§ **GOAL**
How many lines in the records below contain the string "counterweight"? Reply with the number alone.

§ **THE RECORDS**
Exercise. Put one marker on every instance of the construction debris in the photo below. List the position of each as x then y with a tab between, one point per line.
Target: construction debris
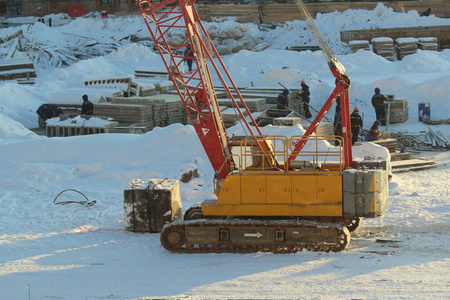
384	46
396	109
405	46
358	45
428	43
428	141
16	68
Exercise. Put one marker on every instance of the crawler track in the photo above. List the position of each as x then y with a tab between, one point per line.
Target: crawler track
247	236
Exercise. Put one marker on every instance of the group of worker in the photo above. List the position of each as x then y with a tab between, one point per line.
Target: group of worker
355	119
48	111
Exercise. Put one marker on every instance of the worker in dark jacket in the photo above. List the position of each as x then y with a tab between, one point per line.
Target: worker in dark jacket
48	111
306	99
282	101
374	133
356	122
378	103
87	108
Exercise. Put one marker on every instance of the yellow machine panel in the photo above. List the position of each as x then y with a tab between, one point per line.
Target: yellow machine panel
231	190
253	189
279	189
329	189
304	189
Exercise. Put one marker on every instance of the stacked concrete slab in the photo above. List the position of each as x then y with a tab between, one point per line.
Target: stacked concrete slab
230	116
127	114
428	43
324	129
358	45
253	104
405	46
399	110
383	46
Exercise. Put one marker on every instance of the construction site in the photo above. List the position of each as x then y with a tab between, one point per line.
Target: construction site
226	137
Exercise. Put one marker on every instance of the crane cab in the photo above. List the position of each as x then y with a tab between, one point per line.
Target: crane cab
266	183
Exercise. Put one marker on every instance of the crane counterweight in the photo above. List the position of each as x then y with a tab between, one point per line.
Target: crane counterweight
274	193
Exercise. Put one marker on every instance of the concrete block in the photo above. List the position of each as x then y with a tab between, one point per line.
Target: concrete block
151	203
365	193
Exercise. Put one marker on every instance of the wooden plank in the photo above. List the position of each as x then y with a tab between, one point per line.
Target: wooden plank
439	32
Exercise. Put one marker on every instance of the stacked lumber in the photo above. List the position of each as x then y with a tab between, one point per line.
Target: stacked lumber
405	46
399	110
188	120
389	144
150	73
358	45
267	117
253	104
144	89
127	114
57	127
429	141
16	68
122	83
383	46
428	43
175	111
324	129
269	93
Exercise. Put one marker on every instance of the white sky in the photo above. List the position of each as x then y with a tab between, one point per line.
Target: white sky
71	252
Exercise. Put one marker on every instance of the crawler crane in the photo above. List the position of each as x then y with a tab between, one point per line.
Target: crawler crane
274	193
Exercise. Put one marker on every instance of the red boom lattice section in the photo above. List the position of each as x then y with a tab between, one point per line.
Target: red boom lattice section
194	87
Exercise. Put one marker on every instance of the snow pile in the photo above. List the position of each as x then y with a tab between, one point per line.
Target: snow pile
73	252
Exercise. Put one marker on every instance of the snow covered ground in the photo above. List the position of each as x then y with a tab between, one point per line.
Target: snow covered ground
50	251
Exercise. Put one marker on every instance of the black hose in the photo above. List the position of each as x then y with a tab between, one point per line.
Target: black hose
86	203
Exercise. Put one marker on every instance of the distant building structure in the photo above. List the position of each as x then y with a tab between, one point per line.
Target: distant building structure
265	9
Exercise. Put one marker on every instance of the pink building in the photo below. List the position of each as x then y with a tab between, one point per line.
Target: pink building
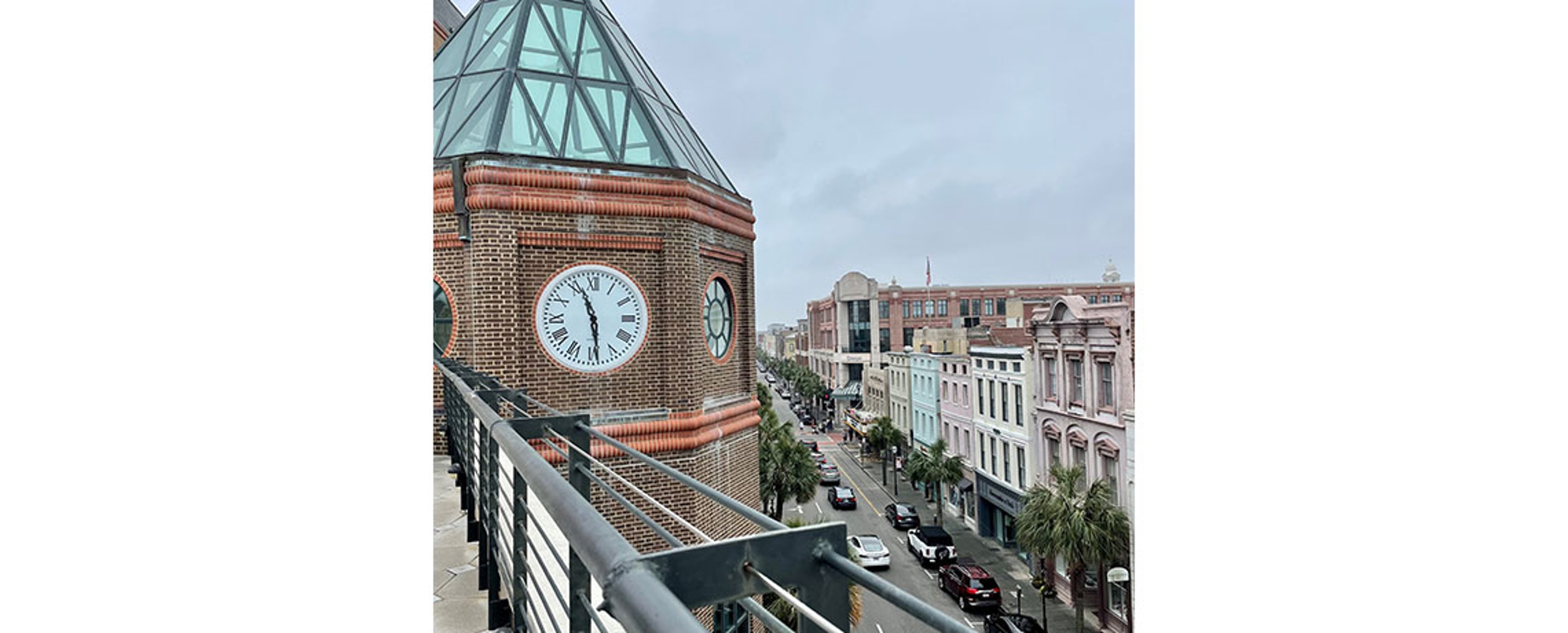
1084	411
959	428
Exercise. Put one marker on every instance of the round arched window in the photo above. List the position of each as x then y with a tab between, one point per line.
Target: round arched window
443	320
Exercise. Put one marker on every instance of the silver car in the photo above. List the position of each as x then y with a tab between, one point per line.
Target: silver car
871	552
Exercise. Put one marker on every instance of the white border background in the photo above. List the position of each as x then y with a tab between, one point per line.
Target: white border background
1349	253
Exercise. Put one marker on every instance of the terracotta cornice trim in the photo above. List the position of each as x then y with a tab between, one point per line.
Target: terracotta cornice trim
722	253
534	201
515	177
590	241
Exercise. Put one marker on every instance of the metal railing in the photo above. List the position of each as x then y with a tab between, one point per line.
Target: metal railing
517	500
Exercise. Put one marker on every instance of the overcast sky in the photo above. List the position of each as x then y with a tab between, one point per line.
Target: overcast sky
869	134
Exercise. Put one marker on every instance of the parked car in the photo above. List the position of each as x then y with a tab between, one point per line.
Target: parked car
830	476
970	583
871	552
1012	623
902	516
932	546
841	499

...

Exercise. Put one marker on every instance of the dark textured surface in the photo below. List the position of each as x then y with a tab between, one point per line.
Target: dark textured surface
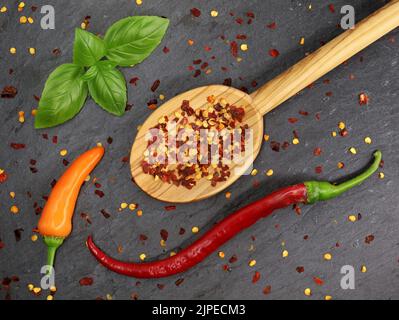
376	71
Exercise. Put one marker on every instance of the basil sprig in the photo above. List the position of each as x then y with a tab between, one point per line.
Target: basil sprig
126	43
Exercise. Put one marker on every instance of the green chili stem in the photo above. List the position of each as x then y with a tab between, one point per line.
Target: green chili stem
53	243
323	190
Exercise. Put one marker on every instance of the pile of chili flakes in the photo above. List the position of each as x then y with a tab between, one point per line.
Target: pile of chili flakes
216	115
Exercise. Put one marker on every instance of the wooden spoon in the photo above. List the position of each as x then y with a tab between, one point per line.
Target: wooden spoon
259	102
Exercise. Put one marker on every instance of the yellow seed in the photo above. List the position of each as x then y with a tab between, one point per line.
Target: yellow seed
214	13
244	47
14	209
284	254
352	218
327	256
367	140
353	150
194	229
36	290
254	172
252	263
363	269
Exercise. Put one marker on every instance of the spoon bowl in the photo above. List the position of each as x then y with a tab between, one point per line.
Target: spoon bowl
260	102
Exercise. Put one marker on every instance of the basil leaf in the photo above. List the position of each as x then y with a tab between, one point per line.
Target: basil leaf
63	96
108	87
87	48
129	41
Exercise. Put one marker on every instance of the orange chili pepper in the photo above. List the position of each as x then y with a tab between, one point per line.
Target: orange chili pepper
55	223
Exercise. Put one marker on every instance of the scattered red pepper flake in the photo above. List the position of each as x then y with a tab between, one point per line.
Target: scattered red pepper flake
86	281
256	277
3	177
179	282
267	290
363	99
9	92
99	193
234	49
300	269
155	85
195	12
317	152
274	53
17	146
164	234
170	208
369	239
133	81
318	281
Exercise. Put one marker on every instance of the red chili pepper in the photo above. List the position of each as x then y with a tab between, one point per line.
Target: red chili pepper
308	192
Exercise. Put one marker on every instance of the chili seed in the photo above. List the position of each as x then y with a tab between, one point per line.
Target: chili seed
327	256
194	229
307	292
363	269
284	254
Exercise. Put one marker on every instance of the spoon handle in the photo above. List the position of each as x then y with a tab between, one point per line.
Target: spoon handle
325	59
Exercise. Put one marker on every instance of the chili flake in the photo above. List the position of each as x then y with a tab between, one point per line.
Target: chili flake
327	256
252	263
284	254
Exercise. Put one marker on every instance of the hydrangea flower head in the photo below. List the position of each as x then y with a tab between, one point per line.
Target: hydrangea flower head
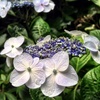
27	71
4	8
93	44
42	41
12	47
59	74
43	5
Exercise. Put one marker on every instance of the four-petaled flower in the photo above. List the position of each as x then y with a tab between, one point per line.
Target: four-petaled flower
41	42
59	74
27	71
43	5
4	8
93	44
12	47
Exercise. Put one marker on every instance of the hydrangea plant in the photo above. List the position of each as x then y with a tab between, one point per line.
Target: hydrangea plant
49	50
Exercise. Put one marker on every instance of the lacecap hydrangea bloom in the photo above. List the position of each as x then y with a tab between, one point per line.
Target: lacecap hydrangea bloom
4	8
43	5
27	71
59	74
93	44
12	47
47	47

§ **OUTPUT FOR THIS EXERCISE**
2